Start of Given entries

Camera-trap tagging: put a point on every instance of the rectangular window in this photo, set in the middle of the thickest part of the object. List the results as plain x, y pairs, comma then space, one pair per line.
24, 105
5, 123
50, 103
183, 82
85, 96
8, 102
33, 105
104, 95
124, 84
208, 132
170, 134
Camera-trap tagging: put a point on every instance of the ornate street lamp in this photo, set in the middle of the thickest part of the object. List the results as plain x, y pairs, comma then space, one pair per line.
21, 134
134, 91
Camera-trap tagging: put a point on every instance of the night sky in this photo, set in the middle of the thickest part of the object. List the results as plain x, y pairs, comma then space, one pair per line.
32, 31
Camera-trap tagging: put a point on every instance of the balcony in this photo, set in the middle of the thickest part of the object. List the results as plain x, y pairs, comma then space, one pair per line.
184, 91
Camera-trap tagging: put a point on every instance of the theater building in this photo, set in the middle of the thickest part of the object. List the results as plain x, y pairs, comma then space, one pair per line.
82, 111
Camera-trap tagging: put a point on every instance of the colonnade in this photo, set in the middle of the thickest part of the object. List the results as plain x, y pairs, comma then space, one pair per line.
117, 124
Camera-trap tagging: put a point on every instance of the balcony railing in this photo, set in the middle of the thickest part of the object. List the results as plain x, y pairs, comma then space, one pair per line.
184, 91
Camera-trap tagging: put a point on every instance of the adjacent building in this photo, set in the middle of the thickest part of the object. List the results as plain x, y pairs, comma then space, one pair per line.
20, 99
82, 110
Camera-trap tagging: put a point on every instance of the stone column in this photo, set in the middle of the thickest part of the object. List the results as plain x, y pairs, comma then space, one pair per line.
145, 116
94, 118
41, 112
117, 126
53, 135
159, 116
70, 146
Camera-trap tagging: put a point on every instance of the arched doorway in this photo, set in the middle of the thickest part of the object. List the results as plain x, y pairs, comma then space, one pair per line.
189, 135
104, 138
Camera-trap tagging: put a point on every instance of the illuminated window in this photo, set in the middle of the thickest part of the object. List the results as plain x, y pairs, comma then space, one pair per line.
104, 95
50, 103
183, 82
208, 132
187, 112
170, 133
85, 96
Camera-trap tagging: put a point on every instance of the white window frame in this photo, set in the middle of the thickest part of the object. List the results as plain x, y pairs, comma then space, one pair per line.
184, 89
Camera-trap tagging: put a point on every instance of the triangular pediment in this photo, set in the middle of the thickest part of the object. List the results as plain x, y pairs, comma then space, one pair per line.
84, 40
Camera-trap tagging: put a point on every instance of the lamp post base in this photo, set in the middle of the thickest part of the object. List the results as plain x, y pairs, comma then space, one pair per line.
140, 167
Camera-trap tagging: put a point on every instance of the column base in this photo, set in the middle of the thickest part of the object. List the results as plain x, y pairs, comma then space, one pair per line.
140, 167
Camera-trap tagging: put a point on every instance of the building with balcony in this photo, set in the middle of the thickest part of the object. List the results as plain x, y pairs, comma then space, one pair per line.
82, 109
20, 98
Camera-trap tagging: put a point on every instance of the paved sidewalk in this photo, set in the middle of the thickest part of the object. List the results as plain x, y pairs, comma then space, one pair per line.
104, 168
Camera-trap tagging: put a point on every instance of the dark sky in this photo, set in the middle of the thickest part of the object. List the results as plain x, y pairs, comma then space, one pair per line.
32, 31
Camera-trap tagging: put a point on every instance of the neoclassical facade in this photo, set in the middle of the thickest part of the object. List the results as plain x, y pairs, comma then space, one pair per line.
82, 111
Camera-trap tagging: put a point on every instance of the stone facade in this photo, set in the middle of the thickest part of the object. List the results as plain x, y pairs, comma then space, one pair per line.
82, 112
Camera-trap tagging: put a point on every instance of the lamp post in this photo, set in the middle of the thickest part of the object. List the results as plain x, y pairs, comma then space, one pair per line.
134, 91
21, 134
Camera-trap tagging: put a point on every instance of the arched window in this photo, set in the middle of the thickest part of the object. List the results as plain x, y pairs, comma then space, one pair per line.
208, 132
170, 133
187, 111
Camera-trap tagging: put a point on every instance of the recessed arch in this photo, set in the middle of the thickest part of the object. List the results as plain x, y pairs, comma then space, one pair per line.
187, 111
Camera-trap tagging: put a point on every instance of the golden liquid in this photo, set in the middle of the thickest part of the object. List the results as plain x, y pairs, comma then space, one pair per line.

End of Given entries

Task directions.
An exact repeat of the lines from the one containing "of the recessed" through the final line above, both included, is the whole answer.

Written solution.
Camera-trap tagging: put a point on every instance of the recessed arch in this photo, set in the middle of the thickest part of the object. List the results as plain x, y pairs, comma then space, one pair per line.
187, 111
Camera-trap tagging: put a point on every instance of the golden liquid in this photo, set in the middle of the thickest part of the object. List the results as plain x, y pairs, comma then space, one pair per line.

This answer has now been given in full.